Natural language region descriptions
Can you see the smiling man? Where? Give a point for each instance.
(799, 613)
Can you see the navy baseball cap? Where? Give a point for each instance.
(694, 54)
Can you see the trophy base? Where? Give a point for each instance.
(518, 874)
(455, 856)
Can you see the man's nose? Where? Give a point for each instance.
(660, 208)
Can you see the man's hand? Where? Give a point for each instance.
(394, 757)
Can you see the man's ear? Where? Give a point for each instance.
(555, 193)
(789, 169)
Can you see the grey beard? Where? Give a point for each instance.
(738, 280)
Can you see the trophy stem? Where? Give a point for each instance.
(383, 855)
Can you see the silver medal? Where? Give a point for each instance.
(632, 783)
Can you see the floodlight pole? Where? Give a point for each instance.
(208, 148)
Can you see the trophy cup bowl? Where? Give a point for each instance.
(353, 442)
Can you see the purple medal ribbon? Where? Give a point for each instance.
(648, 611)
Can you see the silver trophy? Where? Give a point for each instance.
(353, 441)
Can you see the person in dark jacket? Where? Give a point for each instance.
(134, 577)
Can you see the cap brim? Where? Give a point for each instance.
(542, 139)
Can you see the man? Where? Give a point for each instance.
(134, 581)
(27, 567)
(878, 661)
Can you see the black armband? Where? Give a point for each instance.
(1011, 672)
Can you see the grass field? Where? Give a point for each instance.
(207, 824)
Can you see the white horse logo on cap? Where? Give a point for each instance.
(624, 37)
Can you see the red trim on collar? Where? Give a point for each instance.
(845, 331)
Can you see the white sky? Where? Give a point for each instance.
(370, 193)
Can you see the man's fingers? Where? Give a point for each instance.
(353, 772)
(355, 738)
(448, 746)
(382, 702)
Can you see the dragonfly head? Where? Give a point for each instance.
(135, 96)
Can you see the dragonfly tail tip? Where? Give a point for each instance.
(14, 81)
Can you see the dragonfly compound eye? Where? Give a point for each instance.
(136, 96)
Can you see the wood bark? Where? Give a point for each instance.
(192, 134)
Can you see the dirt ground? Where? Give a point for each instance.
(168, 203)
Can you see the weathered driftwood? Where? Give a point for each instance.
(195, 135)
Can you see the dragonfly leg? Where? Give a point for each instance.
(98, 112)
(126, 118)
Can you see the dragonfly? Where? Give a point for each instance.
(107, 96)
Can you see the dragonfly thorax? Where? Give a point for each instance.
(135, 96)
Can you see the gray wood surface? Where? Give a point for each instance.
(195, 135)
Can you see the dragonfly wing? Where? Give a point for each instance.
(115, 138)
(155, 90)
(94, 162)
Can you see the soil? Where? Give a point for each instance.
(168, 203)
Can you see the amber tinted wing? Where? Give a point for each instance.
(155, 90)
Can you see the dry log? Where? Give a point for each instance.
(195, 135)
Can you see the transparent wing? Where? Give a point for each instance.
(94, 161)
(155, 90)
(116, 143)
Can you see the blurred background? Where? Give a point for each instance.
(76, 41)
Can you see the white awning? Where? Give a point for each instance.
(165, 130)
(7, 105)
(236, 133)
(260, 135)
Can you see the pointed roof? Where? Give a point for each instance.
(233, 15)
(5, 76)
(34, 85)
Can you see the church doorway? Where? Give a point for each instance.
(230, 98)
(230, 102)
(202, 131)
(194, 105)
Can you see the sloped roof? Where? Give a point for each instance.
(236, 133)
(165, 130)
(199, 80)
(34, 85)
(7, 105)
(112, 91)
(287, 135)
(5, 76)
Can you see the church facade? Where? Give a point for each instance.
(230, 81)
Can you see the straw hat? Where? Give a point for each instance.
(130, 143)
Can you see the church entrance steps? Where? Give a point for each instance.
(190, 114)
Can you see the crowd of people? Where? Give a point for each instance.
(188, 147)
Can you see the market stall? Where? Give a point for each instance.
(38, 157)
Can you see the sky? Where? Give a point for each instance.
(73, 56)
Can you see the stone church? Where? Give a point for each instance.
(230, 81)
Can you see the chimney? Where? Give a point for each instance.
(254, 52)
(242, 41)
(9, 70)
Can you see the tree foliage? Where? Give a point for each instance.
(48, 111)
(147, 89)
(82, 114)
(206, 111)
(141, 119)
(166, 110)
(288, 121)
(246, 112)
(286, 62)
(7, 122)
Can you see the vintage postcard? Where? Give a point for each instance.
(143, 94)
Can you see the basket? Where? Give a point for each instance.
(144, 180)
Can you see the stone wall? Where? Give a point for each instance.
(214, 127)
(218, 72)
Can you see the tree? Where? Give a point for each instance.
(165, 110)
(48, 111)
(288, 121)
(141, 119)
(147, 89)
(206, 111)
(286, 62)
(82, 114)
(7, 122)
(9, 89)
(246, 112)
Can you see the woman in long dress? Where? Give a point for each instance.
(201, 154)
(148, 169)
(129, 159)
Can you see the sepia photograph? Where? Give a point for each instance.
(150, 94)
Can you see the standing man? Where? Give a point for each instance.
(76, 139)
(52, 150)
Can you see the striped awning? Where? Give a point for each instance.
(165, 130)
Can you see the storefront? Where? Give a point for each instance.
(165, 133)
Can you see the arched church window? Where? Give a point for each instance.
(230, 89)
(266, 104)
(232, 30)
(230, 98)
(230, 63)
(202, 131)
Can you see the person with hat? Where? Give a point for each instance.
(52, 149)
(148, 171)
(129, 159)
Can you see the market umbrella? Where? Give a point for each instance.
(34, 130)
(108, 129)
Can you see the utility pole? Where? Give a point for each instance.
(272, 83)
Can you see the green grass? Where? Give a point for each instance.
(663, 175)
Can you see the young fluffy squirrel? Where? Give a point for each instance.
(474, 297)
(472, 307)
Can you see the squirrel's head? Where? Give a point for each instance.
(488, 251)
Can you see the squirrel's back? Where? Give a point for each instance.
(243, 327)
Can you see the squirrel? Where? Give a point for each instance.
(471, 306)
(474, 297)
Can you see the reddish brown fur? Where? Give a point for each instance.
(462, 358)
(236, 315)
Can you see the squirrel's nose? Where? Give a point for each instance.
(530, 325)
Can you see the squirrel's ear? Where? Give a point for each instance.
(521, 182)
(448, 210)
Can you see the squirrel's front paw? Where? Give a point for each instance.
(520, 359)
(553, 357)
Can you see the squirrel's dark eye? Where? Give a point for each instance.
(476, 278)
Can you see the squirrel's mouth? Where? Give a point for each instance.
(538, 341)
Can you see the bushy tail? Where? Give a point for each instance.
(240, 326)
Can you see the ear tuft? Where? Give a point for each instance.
---
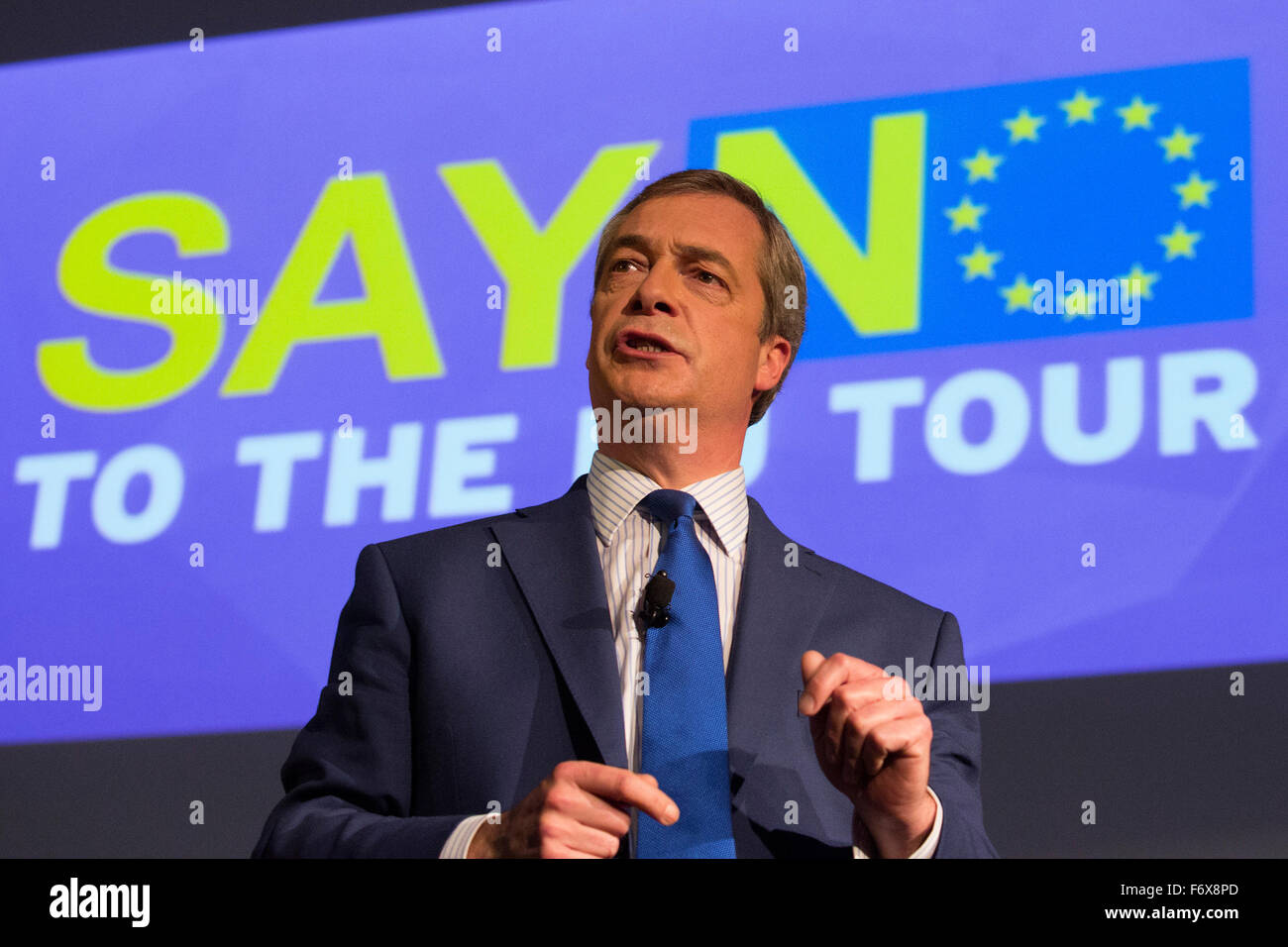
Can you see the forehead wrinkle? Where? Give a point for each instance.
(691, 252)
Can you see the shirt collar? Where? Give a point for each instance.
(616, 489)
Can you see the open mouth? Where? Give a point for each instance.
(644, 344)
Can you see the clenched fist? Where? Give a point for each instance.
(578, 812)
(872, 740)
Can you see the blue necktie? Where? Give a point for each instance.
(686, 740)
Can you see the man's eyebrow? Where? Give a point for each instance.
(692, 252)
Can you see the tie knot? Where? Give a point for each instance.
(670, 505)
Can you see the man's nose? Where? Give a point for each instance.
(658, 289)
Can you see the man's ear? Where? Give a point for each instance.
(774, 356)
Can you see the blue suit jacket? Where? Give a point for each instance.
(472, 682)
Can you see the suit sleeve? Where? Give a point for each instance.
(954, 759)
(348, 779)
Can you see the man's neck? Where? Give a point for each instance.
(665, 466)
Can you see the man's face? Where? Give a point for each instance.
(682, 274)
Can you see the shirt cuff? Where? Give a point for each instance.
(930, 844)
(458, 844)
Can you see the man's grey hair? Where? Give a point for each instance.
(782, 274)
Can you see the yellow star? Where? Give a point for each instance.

EXERCISE OBJECTIVE ::
Give again exactly, and only, the lines above starting at the one with "Can you see the squirrel's mouth?" and ending at the one with "Can you see the ear".

WRITTEN SOLUTION ::
Can you see the squirrel's mouth? Where? Give a point for each instance.
(538, 341)
Can you see the bushy tail? Where? Give a point for each instance.
(240, 326)
Can you see the ear tuft? Where? Give a point for each instance.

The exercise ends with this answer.